-- START OF Materials provided --

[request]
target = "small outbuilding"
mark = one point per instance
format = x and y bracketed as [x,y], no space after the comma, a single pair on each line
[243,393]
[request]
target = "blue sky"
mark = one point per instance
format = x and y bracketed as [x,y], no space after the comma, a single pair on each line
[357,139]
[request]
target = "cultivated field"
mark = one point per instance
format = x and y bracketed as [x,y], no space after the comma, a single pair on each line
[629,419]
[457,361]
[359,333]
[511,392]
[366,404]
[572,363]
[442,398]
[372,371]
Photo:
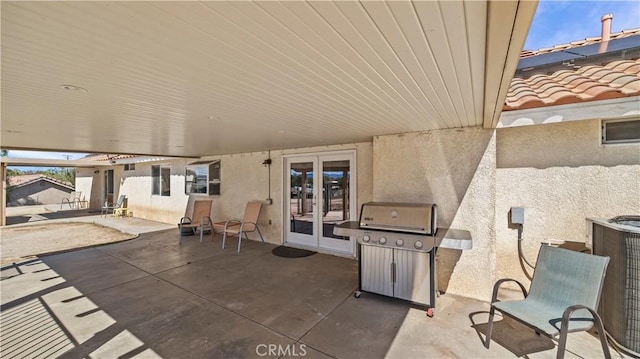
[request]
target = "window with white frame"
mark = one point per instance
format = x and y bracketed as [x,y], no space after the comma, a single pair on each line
[202,177]
[161,180]
[616,131]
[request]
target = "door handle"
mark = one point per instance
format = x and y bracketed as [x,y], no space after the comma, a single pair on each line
[393,272]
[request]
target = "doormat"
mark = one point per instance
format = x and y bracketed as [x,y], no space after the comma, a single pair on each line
[288,252]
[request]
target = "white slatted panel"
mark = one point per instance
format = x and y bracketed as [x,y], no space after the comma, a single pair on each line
[203,78]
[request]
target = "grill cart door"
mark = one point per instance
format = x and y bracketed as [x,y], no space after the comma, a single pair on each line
[376,271]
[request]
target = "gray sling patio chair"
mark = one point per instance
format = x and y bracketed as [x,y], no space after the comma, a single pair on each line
[237,228]
[563,297]
[112,206]
[200,219]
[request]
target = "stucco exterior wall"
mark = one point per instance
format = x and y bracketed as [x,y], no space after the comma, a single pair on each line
[456,170]
[40,192]
[137,186]
[244,178]
[85,185]
[560,174]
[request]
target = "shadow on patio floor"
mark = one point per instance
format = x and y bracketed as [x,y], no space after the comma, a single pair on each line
[150,297]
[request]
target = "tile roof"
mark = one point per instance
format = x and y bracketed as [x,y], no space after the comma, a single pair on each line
[615,79]
[579,43]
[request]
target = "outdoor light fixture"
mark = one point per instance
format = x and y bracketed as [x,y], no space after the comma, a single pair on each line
[74,88]
[267,163]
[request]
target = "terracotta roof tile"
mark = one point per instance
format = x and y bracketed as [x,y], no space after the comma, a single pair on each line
[617,79]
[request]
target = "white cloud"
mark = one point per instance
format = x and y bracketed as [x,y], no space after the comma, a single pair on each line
[558,22]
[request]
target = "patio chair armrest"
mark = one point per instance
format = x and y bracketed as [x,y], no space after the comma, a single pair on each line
[496,288]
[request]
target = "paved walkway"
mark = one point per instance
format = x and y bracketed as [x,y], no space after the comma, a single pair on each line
[151,297]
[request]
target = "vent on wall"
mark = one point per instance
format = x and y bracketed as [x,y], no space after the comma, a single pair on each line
[616,131]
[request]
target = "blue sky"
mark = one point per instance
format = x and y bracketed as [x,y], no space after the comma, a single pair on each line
[559,22]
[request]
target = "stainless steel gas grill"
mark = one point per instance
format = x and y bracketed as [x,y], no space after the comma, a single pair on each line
[397,243]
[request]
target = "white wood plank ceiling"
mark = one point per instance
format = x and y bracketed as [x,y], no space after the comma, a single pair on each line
[205,78]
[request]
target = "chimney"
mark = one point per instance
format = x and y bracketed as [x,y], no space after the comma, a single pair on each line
[606,27]
[605,35]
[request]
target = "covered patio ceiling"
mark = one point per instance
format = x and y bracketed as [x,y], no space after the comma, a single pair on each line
[207,78]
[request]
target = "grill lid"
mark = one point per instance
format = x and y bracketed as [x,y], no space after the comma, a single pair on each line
[400,217]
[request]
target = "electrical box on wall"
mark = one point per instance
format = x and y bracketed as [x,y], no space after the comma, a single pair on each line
[516,215]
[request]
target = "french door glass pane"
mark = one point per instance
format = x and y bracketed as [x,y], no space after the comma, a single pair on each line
[301,200]
[335,196]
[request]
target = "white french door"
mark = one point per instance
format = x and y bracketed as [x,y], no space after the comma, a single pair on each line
[319,193]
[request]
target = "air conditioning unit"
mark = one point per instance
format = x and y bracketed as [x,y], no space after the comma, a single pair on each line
[619,239]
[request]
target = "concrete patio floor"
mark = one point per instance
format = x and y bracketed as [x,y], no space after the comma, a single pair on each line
[150,297]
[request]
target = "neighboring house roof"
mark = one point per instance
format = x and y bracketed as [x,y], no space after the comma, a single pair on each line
[615,79]
[576,72]
[579,43]
[24,180]
[107,157]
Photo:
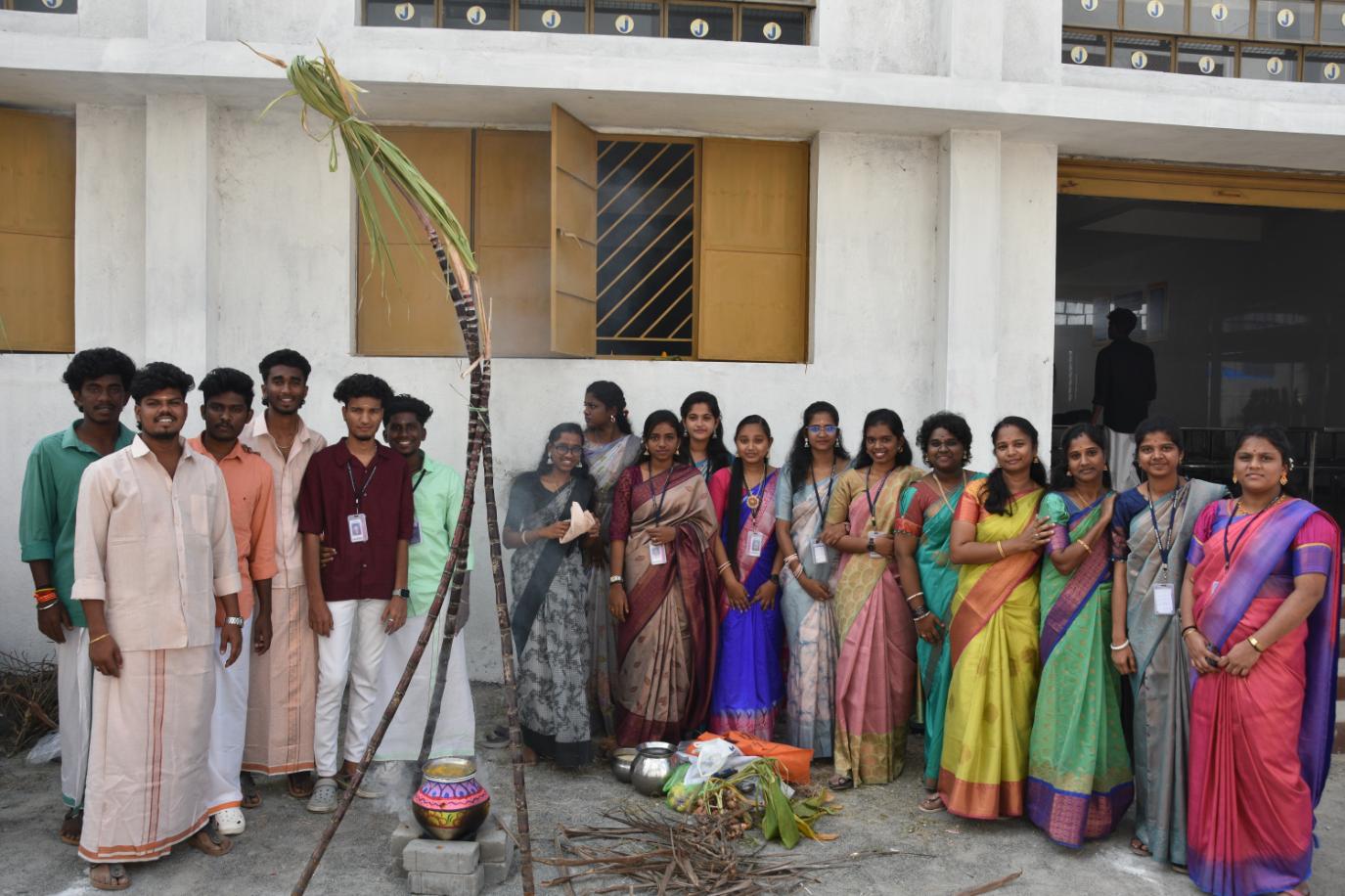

-- END OF Materials provided --

Please list each line of the data above that contains the string "tile", treating case as significant.

target = "tile roof"
target = "terracotta roof tile"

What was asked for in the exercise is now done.